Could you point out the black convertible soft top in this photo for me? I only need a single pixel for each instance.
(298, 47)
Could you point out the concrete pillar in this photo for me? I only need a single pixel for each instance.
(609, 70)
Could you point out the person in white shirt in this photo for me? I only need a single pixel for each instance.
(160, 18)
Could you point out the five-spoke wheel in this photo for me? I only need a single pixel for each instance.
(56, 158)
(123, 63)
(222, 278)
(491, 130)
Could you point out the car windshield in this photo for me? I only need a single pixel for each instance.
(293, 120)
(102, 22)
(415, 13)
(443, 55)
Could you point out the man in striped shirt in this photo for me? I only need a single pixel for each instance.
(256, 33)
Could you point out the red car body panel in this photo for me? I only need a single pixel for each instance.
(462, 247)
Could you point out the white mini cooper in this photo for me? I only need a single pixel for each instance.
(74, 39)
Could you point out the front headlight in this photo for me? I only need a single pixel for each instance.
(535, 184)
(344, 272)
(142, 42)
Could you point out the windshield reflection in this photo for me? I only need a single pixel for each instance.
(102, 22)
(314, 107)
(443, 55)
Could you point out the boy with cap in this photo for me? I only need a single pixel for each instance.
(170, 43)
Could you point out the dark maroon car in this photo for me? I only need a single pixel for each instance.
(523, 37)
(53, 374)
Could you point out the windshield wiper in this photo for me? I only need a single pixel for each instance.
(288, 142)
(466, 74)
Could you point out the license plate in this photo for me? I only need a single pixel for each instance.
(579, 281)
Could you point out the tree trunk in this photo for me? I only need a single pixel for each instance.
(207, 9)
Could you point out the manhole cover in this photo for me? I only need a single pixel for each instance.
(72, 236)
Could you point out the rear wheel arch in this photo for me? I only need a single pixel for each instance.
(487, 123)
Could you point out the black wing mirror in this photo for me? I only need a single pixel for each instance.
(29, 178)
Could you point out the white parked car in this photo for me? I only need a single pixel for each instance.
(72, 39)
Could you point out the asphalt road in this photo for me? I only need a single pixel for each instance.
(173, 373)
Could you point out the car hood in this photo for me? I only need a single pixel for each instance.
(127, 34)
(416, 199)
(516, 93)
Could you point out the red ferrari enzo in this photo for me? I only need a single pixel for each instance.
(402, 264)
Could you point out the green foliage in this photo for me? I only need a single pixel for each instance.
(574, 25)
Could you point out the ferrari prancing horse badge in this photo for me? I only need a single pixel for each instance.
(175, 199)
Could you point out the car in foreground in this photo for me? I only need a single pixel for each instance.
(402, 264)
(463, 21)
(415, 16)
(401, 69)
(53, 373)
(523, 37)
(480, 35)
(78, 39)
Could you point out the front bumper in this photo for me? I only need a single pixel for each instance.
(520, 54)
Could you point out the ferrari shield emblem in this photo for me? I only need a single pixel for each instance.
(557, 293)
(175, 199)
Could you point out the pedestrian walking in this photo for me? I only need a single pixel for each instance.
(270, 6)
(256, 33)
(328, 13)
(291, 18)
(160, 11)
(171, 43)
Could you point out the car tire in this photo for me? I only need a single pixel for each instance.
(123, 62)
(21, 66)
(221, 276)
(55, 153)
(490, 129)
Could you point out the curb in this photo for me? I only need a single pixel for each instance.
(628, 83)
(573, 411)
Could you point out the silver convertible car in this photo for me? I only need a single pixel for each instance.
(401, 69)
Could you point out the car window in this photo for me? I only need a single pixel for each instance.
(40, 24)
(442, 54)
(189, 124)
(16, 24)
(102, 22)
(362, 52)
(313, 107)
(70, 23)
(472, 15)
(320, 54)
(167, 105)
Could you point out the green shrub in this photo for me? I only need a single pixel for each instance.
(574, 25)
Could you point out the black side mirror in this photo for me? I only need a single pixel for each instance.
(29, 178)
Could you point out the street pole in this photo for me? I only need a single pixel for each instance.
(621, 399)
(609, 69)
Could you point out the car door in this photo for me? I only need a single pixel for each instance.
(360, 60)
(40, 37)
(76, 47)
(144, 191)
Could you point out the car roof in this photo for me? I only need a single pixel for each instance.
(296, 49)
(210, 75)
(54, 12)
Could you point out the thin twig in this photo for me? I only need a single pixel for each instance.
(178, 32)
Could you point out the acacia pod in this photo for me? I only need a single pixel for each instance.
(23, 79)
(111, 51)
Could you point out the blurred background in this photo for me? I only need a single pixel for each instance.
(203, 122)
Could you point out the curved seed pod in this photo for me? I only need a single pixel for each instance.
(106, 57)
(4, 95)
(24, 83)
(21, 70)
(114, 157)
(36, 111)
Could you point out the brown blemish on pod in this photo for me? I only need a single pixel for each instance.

§ §

• WHAT TO WORK ON
Your task is to write out the lines from the one with "Could you point out the curb" through the end of the records, exactly and with nothing added.

• SOLUTION
Could you point out the curb in this photo for me? I only need a single pixel for each instance.
(628, 83)
(573, 411)
Could you point out the silver convertible car in this photo for me? I only need a single pixel for each instance.
(401, 69)
Could you point out the car window in this photo for me? I only need a single pixel for each instance.
(40, 24)
(442, 54)
(189, 124)
(16, 24)
(102, 22)
(362, 52)
(313, 107)
(70, 23)
(472, 15)
(320, 54)
(167, 105)
Could you point out the green shrub in this photo for me? I only need a single pixel for each instance.
(574, 25)
Could you point out the black side mirror in this photo for me? I only need a single pixel for each instance.
(29, 178)
Could you point out the street pole in this photo for me? I only need a single pixel for each instance.
(621, 399)
(609, 69)
Could you point out the car door in this photo for me? I only need a single pixel for each instance.
(360, 60)
(40, 37)
(76, 47)
(144, 191)
Could you point out the car roof in this photo for me? I only need a single pixel for each instance.
(296, 49)
(210, 75)
(54, 12)
Could you point out the thin twig in this photo for me? I only need a single pixel for each instance.
(178, 32)
Could you point out the acacia pod in this photo for me? I only need a single pixel for each instance.
(23, 79)
(111, 51)
Could you point out the blurred background in this photo for me? I only need a single pixel for each instance.
(203, 122)
Could you point out the curved seed pod in this photo for me? I only need a single pixel for each instance.
(106, 57)
(4, 95)
(24, 83)
(21, 70)
(114, 157)
(36, 111)
Could you point out the brown blemish on pod in this photo for me? I only need a single pixel for each instance.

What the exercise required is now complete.